→ **EXERCISE INSTRUCTIONS**: What appears in the data must be reproduced exactly.

------

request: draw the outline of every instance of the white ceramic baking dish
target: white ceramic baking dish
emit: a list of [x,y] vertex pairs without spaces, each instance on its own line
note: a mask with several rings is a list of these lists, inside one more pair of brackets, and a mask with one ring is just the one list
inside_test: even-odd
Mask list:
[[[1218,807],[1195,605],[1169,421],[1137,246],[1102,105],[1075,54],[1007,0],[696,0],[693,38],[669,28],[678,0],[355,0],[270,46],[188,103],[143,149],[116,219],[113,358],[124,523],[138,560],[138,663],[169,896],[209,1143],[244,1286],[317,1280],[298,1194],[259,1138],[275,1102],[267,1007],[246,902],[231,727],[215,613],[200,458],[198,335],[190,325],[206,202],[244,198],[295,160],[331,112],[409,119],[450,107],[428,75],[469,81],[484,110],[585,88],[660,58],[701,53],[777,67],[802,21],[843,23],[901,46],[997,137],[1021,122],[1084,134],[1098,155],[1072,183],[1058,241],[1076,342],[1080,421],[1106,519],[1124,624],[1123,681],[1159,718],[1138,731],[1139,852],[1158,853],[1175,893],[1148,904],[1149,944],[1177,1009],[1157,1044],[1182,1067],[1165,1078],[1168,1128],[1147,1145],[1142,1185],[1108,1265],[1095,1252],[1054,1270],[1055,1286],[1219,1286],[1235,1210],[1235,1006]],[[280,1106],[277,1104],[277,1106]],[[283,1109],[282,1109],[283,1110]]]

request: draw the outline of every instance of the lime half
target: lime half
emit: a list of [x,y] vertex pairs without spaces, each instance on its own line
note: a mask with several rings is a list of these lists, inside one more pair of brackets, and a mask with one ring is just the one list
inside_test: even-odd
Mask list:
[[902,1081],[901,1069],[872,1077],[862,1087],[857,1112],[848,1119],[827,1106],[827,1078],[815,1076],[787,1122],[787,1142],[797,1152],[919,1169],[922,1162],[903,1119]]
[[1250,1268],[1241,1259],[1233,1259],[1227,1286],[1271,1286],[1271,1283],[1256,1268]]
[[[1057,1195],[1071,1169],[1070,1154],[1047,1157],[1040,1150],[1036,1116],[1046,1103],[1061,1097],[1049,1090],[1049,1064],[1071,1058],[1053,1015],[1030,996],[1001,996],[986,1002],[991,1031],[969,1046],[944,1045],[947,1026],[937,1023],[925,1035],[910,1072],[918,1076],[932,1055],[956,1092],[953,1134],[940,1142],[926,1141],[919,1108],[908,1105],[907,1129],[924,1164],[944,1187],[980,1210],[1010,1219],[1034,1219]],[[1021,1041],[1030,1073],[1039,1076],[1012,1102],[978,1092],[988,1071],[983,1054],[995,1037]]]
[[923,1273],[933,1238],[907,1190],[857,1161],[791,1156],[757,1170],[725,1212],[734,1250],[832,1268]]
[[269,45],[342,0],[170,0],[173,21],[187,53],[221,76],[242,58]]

------

→ **RESULT FOR THIS TASK**:
request: draw the outline of every instance of the white ceramic baking dish
target: white ceramic baking dish
emit: a list of [x,y] vertex pairs without spaces, each instance on its own line
note: a mask with several rings is a list of these lists, inside one more pair of brackets, and a mask with one ring is just the one list
inside_test: even-odd
Mask list:
[[[1218,807],[1195,605],[1169,421],[1137,246],[1102,105],[1075,54],[1007,0],[696,0],[693,38],[669,28],[678,0],[355,0],[270,46],[188,103],[143,149],[116,219],[113,358],[124,523],[138,560],[138,663],[169,896],[209,1143],[244,1286],[317,1280],[298,1194],[259,1138],[275,1102],[267,1007],[246,902],[231,727],[215,613],[200,458],[198,335],[190,325],[206,202],[244,198],[295,160],[331,112],[409,119],[450,107],[428,75],[469,81],[484,110],[585,88],[660,58],[701,53],[777,67],[802,21],[843,23],[901,46],[997,137],[1021,122],[1084,134],[1098,155],[1072,183],[1058,241],[1076,342],[1080,421],[1106,519],[1124,624],[1123,681],[1159,718],[1138,731],[1139,852],[1158,853],[1175,893],[1148,904],[1149,944],[1177,1009],[1157,1044],[1182,1067],[1165,1078],[1168,1128],[1147,1145],[1142,1185],[1108,1265],[1095,1252],[1054,1270],[1055,1286],[1219,1286],[1235,1210],[1235,1006]],[[280,1106],[277,1104],[277,1106]],[[283,1109],[282,1109],[283,1110]]]

request: draw the outline of every instance of the lime half
target: lime half
emit: a list of [x,y] vertex pairs without spaces, each instance on its own line
note: a mask with several rings is a list of these lists, inside one more pair of brackets, and a mask with one ring is just the one list
inside_test: even-odd
Mask list:
[[902,1081],[901,1069],[872,1077],[862,1087],[857,1112],[848,1119],[827,1106],[827,1078],[815,1076],[787,1122],[787,1142],[797,1152],[919,1169],[922,1162],[903,1119]]
[[1250,1268],[1241,1259],[1233,1259],[1227,1286],[1271,1286],[1271,1283],[1256,1268]]
[[[1057,1195],[1071,1169],[1070,1154],[1047,1157],[1040,1150],[1036,1116],[1046,1103],[1061,1097],[1049,1090],[1049,1064],[1071,1058],[1053,1015],[1030,996],[1001,996],[986,1002],[991,1031],[969,1046],[944,1045],[947,1026],[937,1023],[925,1035],[910,1072],[918,1076],[932,1055],[956,1092],[953,1134],[940,1142],[926,1141],[919,1108],[908,1105],[907,1129],[924,1164],[944,1187],[980,1210],[1010,1219],[1034,1219]],[[1021,1041],[1030,1073],[1039,1076],[1012,1102],[978,1092],[988,1071],[983,1054],[995,1037]]]
[[923,1273],[933,1238],[907,1190],[857,1161],[791,1156],[757,1170],[725,1212],[734,1250],[832,1268]]
[[269,45],[342,0],[170,0],[173,21],[187,53],[221,76],[242,58]]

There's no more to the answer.